What you return should match the data exactly, from the first line to the last.

Dataset entries
^^^^^^^^
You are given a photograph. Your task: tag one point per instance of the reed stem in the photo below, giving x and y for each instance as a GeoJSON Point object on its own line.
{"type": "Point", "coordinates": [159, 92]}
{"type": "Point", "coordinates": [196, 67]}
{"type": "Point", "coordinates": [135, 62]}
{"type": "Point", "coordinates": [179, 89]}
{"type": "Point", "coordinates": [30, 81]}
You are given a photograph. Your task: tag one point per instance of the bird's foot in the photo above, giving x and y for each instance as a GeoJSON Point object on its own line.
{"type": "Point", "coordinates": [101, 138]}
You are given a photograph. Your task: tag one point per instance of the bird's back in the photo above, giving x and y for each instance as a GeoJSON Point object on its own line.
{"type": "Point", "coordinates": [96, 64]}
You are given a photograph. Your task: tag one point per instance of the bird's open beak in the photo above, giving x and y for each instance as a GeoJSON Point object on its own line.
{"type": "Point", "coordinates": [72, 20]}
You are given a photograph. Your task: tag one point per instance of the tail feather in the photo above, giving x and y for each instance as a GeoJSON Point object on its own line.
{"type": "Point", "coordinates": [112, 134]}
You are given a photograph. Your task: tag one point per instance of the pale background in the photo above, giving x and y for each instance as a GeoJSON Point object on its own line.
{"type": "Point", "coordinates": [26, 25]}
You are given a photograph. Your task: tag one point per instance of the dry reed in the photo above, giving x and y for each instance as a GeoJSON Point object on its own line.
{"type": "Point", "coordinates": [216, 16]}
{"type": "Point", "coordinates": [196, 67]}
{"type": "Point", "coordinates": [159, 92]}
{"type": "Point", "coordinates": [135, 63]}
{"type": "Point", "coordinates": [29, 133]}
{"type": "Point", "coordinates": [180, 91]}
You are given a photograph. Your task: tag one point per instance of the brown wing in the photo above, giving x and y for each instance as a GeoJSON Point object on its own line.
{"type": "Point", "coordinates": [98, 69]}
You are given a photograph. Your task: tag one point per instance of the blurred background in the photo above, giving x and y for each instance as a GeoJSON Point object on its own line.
^^^^^^^^
= Response for this exercise =
You are given a photograph. Your task: tag one point per instance of the reed stem in the photo below, giving x and y for each instance as a GeoJSON Point object on its own line.
{"type": "Point", "coordinates": [159, 92]}
{"type": "Point", "coordinates": [196, 67]}
{"type": "Point", "coordinates": [135, 62]}
{"type": "Point", "coordinates": [179, 89]}
{"type": "Point", "coordinates": [30, 81]}
You are given a photograph. Your task: tag one point per instance of the bird's foot in the photo above, giving x and y for each instance as a GeoJSON Point object on its own line.
{"type": "Point", "coordinates": [101, 138]}
You are given a photograph. Your task: tag one point per instance of the bird's back in the photo above, giving x and y for each instance as a GeoJSON Point object on its own line.
{"type": "Point", "coordinates": [96, 64]}
You are given a photograph. Your task: tag one point per instance of the bird's open beak in the photo above, giving x and y for each instance as a GeoJSON Point object on its own line.
{"type": "Point", "coordinates": [72, 20]}
You are given a photograph. Your task: tag one point per instance of the tail feather in the photo above, giving x and y for each instance as a GeoJSON Point object on its own line.
{"type": "Point", "coordinates": [112, 134]}
You are given a photograph. Your task: tag one point per instance of the pale background in the photo above, giving x and y for each instance as a GeoJSON Point object on its own line.
{"type": "Point", "coordinates": [26, 25]}
You are given a photograph. Your task: tag one point per instance of the dry reed in the photo above, giving x and y for each instance as a GeoJSON Point object on its own line.
{"type": "Point", "coordinates": [216, 16]}
{"type": "Point", "coordinates": [196, 67]}
{"type": "Point", "coordinates": [159, 92]}
{"type": "Point", "coordinates": [135, 63]}
{"type": "Point", "coordinates": [29, 133]}
{"type": "Point", "coordinates": [180, 91]}
You are given a photograph. Your task: tag one point per instance of the brown wing in the photo above, giving x and y for each instance as a GeoJSON Point object on its own line.
{"type": "Point", "coordinates": [98, 69]}
You are given a photograph. Your task: tag one point per instance of the blurred background in the photo above, giving x and y for each instance as a GeoJSON Point object on its own line.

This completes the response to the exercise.